■ **Work instructions**:
1: In the post on the history of Russian history in America, what prompted Congress to pass the National Defense Education Act?
2: Please carry on the post on the history of Russian history in America from the point where it stops.

■ **Page excerpt**:
..........
Dec 10 2007

A Brief History of Russian History, 1945-1991

Published by GlavKom at 6:51 pm under General, Historiography

[This is the first of a four-part series of posts concerning “The Past, Present, and Possible Future of Russian History in America.” For background information on this series, click here.]

A brief history of Russian history, 1945-1991

Although the scholarly study of Russia’s past may be said to have begun as early as the mid-eighteenth century with the publication of Mikhail Lomonosov’s Short Russian Chronicle (1760), Russian history, as an established academic field, is a relative newcomer to the United States.1 Originating in Slavic language programs created near the turn of the twentieth century first at Harvard (1896) then, later, Berkeley (1901) and Columbia (1915), Russian history did not truly come of age in the United States until well after the Second World War.2 After languishing for over half a decade as a woefully under funded and exotic subject principally of interest to the children of immigrants, Slavics rocketed to academic prominence thanks to the 1958 National Defense Education Act (NDEA). Passed in response to the USSR’s launch of Sputnik in 1957, Title VI of the NDEA aimed to address America’s perceived national security needs by providing for the training of international experts, especially those possessing skills in less commonly taught languages viewed critical to the nation’s geopolitical interests. Under the initial terms of the congressional mandate, the federal government funded nineteen “language and area centers” to facilitate the expansion of language instruction and related subjects in higher education. Title VI simultaneously created three other programs: modern foreign language fellowships (today known as Foreign Language and Area Studies Fellowships); international research and studies; and language institutes. Along with the language and area centers, these programs “formed a comprehensive approach to foreign language and world region education intended to prepare the United States for current and future global challenges.”3 Even though Title VI was international in scope and intentionally designed to promote the study of regions around the globe, owing to the centrality of the USSR to then contemporary American domestic and foreign policy considerations, the study of Russian language, culture, and history benefited greatly from the initial and subsequent reauthorizations of the program. More than any other factor, Title VI was responsible for the rapid development of Russian history in the United States.
..........
■ **Material**:

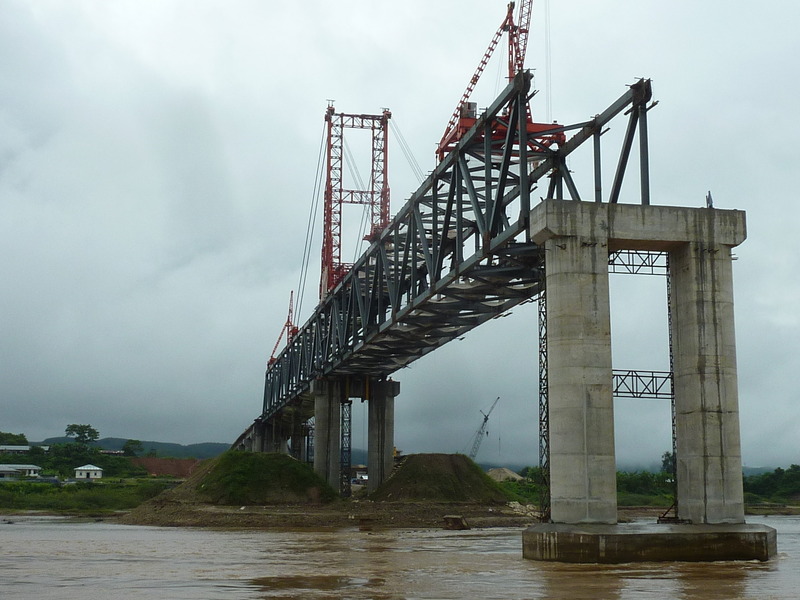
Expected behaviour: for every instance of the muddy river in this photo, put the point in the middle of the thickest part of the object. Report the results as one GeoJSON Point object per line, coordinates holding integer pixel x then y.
{"type": "Point", "coordinates": [43, 558]}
..........
■ **Results for the exercise**:
1: The USSR's launch of Sputnik in 1957.

2:
Given the highly tense geopolitical atmosphere that coincided with the earliest years of the Cold War, it is not surprising that the majority of work undertaken by the first generation of post-war Russian historians focused on attempting to explain the nature and origins of the Soviet Union’s political system. Building upon interpretations developed by liberal Russian émigré historians such as Michael Florinsky and Paul Miliukov in the years that preceded World War II and employing methodological models developed by theorists and social scientists including Hannah Arendt and Jacob Talmon, the first “school” of American-born historians of Russia saw clear parallels between the dictatorial origins of the Soviet state and the similarly dictatorial systems that had emerged in Mussolini’s Italy and Hitler’s Germany.4 Characterized by a totalist ideology, a single party state, and a fully developed secret police possessing monopoly control over mass communications, operational weapons, social organizations, and the economy, the USSR, in this view, was one of three “totalitarian” political systems that had emerged in the first half of the twentieth century to challenge American and European representative democracy.5

Largely denied access to Soviet archival documents, this first generation of post-war American historians developed their understanding of the Soviet past by focusing on the memoirs, treatises, and published sources left by the Communist Party’s founding figures.6 They argued, accordingly, that the origins of the Soviet Union’s social and political system could be traced to the intellectual inheritance and dictatorial methods of the Bolshevik Party. As with the Fascists in Italy and the Nazis in Germany, the Bolsheviks’ rise to power was understood to have been an unnecessary tragedy that derailed Imperial Russia’s slow (but democratic) development and propelled the country down an uncharted path toward centralized planning, one-party dictatorship, and state-sponsored terror. In contrast to Soviet Marxists who claimed that the Revolution was the product of a broad-based proletarian uprising, these American historians saw October as little more than a coup d’état occasioned by the crises that accompanied the First World War and orchestrated by a conspiratorial, disciplined, and monolithic Bolshevik Party under the leadership of Vladimir Lenin. Having seized power illegally and unable to win the support of the population at large, the Bolsheviks proceeded to impose their will on an atomized country through campaigns of terror, political repression, and mass murder.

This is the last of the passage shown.